- Given exercise:
Pull out each line of the data below that contains the word "ground", copying it as it appears.

- Provided information:
######

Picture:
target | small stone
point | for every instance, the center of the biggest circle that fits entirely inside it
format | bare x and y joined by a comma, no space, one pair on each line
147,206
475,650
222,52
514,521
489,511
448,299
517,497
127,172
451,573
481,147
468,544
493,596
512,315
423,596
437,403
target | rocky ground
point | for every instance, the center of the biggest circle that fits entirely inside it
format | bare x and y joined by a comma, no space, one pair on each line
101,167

######

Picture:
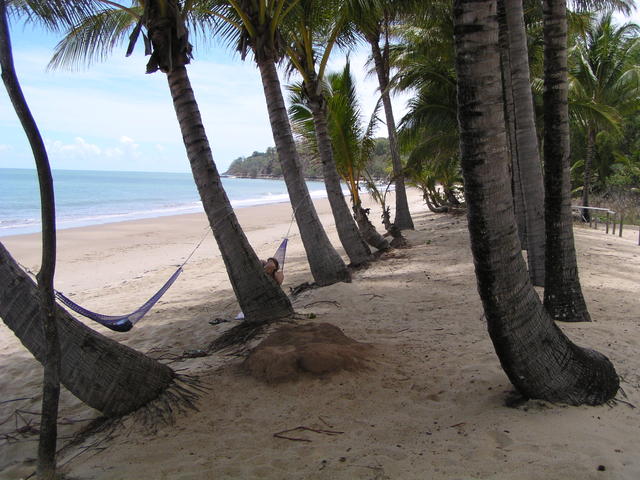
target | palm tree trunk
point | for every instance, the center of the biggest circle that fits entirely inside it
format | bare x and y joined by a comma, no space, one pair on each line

######

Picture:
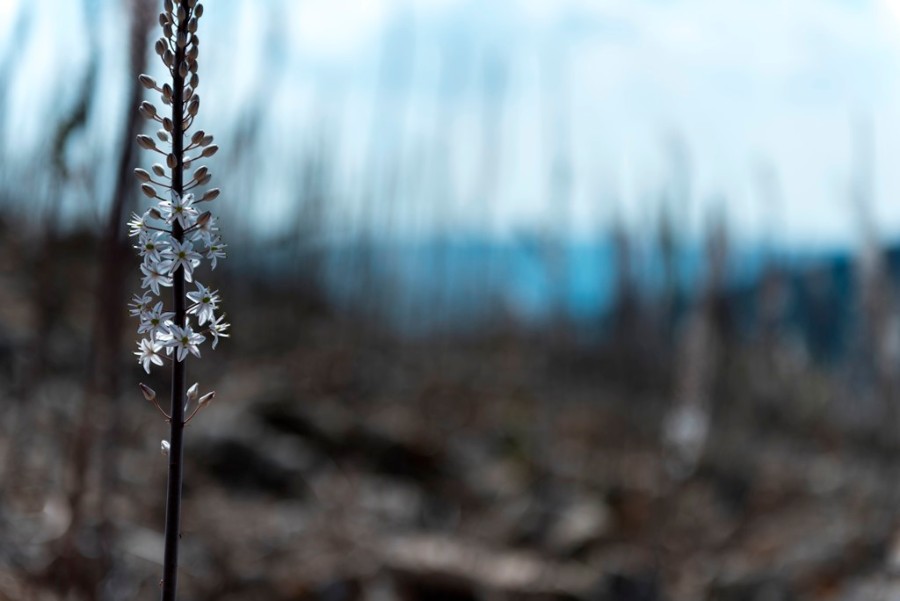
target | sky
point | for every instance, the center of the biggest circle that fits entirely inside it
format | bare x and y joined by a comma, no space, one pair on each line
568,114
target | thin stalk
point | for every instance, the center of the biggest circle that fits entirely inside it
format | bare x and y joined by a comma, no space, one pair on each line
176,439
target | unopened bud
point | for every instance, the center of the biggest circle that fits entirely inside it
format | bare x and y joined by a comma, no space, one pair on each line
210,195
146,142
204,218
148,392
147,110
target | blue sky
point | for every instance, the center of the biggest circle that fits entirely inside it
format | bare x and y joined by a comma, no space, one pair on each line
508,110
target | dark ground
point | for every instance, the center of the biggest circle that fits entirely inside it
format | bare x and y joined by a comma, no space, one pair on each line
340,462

######

- Complete response:
target | rocky ground
target | dark ground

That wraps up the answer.